Allá nos volvimos a encontrar cuando El Mercurio se fue en febrero de 1985 a ocupar el tercer piso de Santa María y con frecuencia compartíamos algún refrigerio en el casino.
Siempre me llamó la atención que Enrique me seguía leyendo y en más de alguna oportunidad me llamó para conversar sobre alguna publicación, aportando un comentario, un elogio o una crítica constructiva.
Varias veces compartimos vacaciones en las Cabañas del Círculo de Periodistas en El Tabo. Recuerdo especialmente que, en el verano del año 1988, en el estacionamiento que está frente a la cantina de El Tabo, yo paseaba con mi hija, de un año, que intentaba comenzar a caminar. Una tarde, se acercó hacia donde yo sostenía a mi tambaleante hija y comenzamos a conversar. Sorpresivamente, ella se soltó de mis manos, avanzó segura unos cinco o seis pasos y se aferró a las piernas de Enrique. Lo noté confundido, pero reaccionó paternalmente, la tomó de las manos y la encaminó hacia mi posición.
Mi hija se soltó de sus manos y partió a tomarse de las mías, que la esperaban ansiosas. Durante mucho rato mi hija siguió este juego de ir y venir entre Enrique y yo, disfrutamos alegres este acto de primera autonomía infantil, que recordábamos cada vez que nos encontrábamos
De hecho, cuando Enrique hizo clases en la Universidad Diego Portales y era profesor de mi hija, le pidió a ella que me invitara a dar una charla sobre mis andanzas periodísticas. Me presentó a sus alumnos como un periodista amigo y el padre de una alumna presente en la sala, de cuyos primeros pasos había sido testigo directo unos 20 años antes.
━━━━
EJERCICIOS PROPUESTOS:
1) Según el fragmento sobre Enrique, ¿en qué mes y año se trasladó El Mercurio al tercer piso de Santa María?
2) Retoma el relato sobre Enrique justo después de su última oración.
Las entradas proceden de una fuente distinta.
━━━━
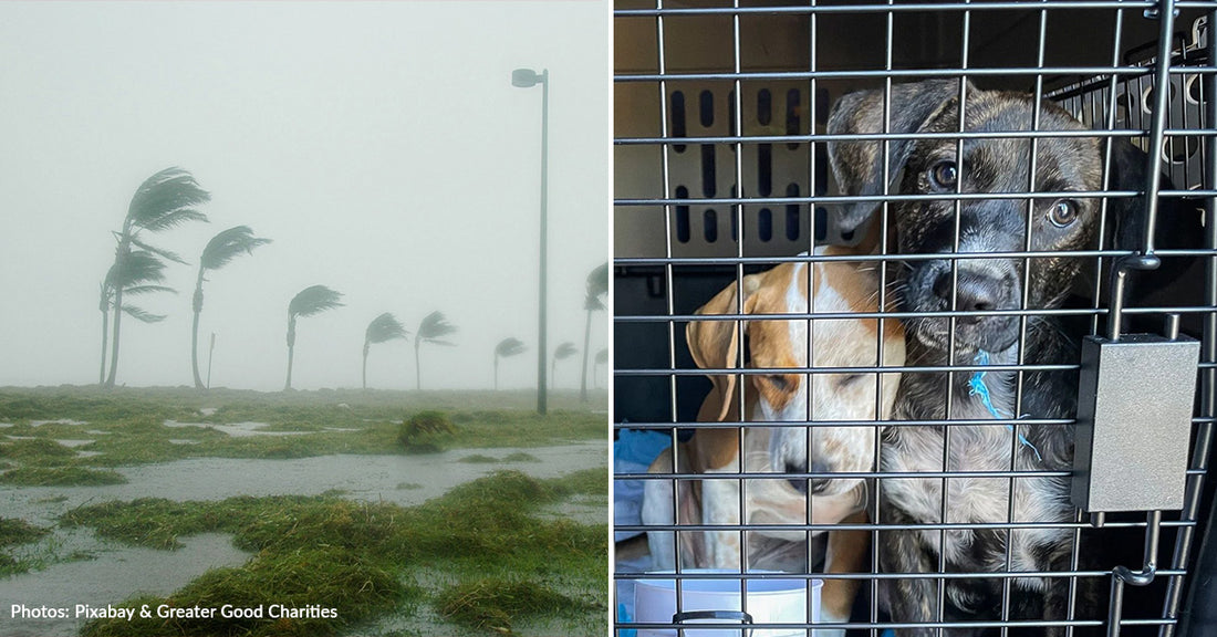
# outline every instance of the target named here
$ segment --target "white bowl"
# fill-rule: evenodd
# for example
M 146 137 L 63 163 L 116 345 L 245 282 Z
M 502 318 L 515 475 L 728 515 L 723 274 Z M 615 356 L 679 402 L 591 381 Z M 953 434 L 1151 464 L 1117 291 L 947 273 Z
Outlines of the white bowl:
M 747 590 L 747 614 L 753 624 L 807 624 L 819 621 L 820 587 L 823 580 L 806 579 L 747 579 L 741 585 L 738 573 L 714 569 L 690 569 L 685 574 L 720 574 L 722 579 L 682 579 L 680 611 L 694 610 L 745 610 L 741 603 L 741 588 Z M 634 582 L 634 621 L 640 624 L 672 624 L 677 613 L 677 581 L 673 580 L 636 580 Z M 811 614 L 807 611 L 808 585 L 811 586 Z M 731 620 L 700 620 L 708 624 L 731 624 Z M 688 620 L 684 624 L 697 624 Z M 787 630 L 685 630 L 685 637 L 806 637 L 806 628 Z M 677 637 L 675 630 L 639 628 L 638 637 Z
━━━━
SOLUCIONES DEL EJERCICIO:
1) En febrero de 1985.

2)
En una de mis últimas visitas le llevé de regalo una edición especial con anécdotas de Carlos Gardel que encontré en la Feria de San Telmo en Buenos Aires. Era un gran admirador de tres personajes que llenaron su vida: Pablo Neruda, Carlos Gardel y El Principito.
En su departamento de Plaza Baquedano luce una escultura del “hijo” mágico de Saint Exupery, junto a una nutrida biblioteca nerudiana y gardeliana.
La última vez que lo visité, meses antes del estallido social y la pandemia, nuestra amena conversación se interrumpió por una secuencia de ejercicios físicos a cargo de un kinesiólogo, destinados a despejarle las vías respiratorias. Eran ejercicios duros, dramáticos, violentos, pero que soportaba con resignación espartana. Cuando acabó la sesión, seguimos conversando como si nada hubiera ocurrido.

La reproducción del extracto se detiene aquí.